TASKS ▸
1 – Reproduce the portion of the Housecarl policy update guide between "Time 3: Alice" and "after update completed)", inclusive.
2 – In the Housecarl policy update guide, what does ACID atomicity keep an authorization request from seeing?
3 – Write the next part of the Housecarl policy update guide, picking up after its final line.

==== PASSAGE GIVEN ====

Consistency Guarantees Across Concurrent Requests
Scenario: Reading Your Own Writes
Admin A: Updates policy in engineering domain at 14:00:00.100
Admin A: Immediately queries engineering domain at 14:00:00.200
Result: Admin A sees the updated policy
Housecarl guarantees read-your-writes consistency. After a write completes, subsequent reads by the same or different users see the updated state.
Scenario: Concurrent Authorization Requests
Time 0: Policy allows alice to read documents
Time 1: Admin updates policy to deny alice
Time 2: Alice request A (started at time 1.5, finishes at time 3)
Time 3: Alice request B (started at time 2.5, finishes at time 4)
Result:
- Request A might use old or new policy (started during transition)
- Request B uses new policy (started after update completed)
Guarantee: No request sees an inconsistent mix of old and new policies. Each request sees a consistent snapshot.
Scenario: Multiple Domains
Admin A: Updates engineering domain at time 1
Admin B: Updates product domain at time 1
Authorization request: Needs policies from both domains
Guarantee: The request sees a consistent snapshot of the policy database. Either:
- Both updates are visible, OR
- Neither update is visible, OR
- One update is visible (depending on exact timing)
Never: Sees a partial update of one domain (ACID atomicity guarantees this).
Monitoring Update Impact
After making updates, monitor these metrics:
Authorization Deny Rate
# Watch for unexpected spikes
# (Assumes you have metrics/observability set up)
# Manual testing:
housectl authz can-i test-request.json
An unexpected increase in denies might indicate:
- Policy too restrictive
- Policy pattern mismatch
- Missing policy after deletion
Application Error Logs
Check your application's authorization error logs:
2024-01-15 14:05:23 [WARN] Authorization denied for alice: read /documents/project-alpha/spec.md
Spike in authorization denials after a policy update indicates potential issues.
Latency
Policy updates should not significantly impact authorization request latency. If latency spikes after an update:
- Check if you added a very complex regex policy
- Verify database connection pool is healthy
- Check for lock contention (very rare)
Safe Update Checklist
Before updating policies in production:
- Test in development - Deploy to dev/staging tenant first
-
Validate syntax - Run
housectl authz parse-policies -
Test locally - Use
housectl authz can-i-localfor critical paths - Version control - Commit policy files to git before deploying
- Have rollback plan - Keep previous version accessible
- Monitor impact - Watch deny rates and logs after deployment
- Communicate - Notify team of policy changes that might affect their work
- Document - Update policy documentation with rationale for changes
Before updating domain hierarchies:
- Map current hierarchy - Understand current superior relationships
- Identify impact - List all affected domains and policies
- Test in isolation - Create a test domain with new hierarchy
- Plan migration - Have step-by-step procedure
- Rollback plan - Know how to revert hierarchy changes
- Off-hours - Consider deploying during low-traffic periods
Before deactivating users or tenants:
- Confirm necessity - Verify the user/tenant should be deactivated
- Check dependencies - Identify what breaks when deactivated
- Communication - Notify affected parties if appropriate
- Wait for JWT expiration - Or implement token revocation
- Audit trail - Document why and when deactivation occurred
Performance Considerations
Policy Update Performance
Policy updates are fast for typical workloads. Time scales with the number of policies being deployed and includes:
- Parsing policy TOML
- Validating policy structure
- Database transaction
- Durability guarantee (PostgreSQL commit)

==== RECORDED DATA ====

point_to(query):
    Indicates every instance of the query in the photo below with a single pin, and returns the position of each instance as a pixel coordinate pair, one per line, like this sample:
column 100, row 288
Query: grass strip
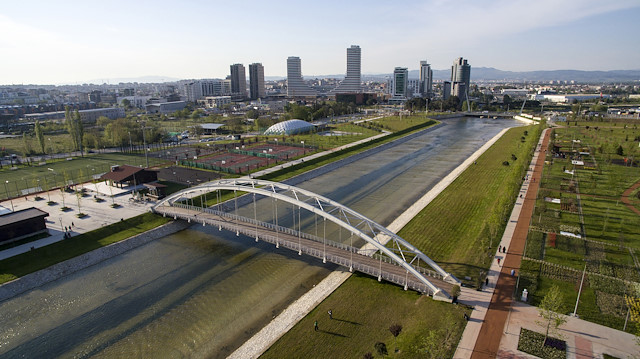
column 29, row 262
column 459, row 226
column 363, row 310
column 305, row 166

====
==== RECORDED DATA ====

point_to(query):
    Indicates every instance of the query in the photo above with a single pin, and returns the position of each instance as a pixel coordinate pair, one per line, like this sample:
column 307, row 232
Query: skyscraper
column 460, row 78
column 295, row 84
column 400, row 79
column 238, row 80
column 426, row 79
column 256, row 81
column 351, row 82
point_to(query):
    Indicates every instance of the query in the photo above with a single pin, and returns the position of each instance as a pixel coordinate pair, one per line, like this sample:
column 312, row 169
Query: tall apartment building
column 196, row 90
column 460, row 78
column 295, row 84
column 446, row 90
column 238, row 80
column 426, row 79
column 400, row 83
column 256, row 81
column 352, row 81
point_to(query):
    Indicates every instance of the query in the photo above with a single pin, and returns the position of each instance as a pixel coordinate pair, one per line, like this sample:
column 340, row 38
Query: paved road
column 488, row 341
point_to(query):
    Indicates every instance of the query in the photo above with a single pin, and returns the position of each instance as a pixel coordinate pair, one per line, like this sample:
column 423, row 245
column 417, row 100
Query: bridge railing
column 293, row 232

====

ANSWERS BY TASK ▸
1 –
Time 3: Alice request B (started at time 2.5, finishes at time 4)
Result:
- Request A might use old or new policy (started during transition)
- Request B uses new policy (started after update completed)

2 – A partial update of one domain.

3 –
Authorization Request Performance During Updates
Authorization requests during a policy update:
- No blocking - Reads and writes don't block each other
- Snapshot isolation - Requests see consistent policy snapshot
- Typical latency - 1-10ms for authorization request (unaffected by updates)
Database Locking
Housecarl uses PostgreSQL row-level locking:
- Policy updates: Lock only the affected domain row
- Domain updates: Lock only the affected domain row
- User updates: Lock only the affected user row
Implication: Multiple admins can update different domains simultaneously with no contention.
Edge Cases and Gotchas
Gotcha 1: JWT Token Lag
Issue: User attributes in JWTs don't update until token expires.
Solution: Design policies to match on stable IDs, not mutable attributes.
Gotcha 2: Domain Deletion Orphans Children
Issue: Deleting a superior domain doesn't delete child domains; they lose inherited policies.
Solution: Before deleting, reassign child domains to a new superior or delete them explicitly.
Gotcha 3: Last Write Wins
Issue: Concurrent updates to the same domain result in last-write-wins. No merge.
Solution: Use version control, coordinate with team, or implement optimistic locking in your workflow.
Gotcha 4: No Gradual Rollout
Issue: Policy updates are all-or-nothing, no gradual rollout built-in.
Solution: For critical policy changes, use domain hierarchy:
- Create new domain with new policy
- Migrate resources incrementally to new domain
- Once validated, update original domain
Gotcha 5: Deny Policies Are Forever (Until Updated)
Issue: A deny policy overrides all allows. If you add a deny policy by mistake, all access is blocked immediately.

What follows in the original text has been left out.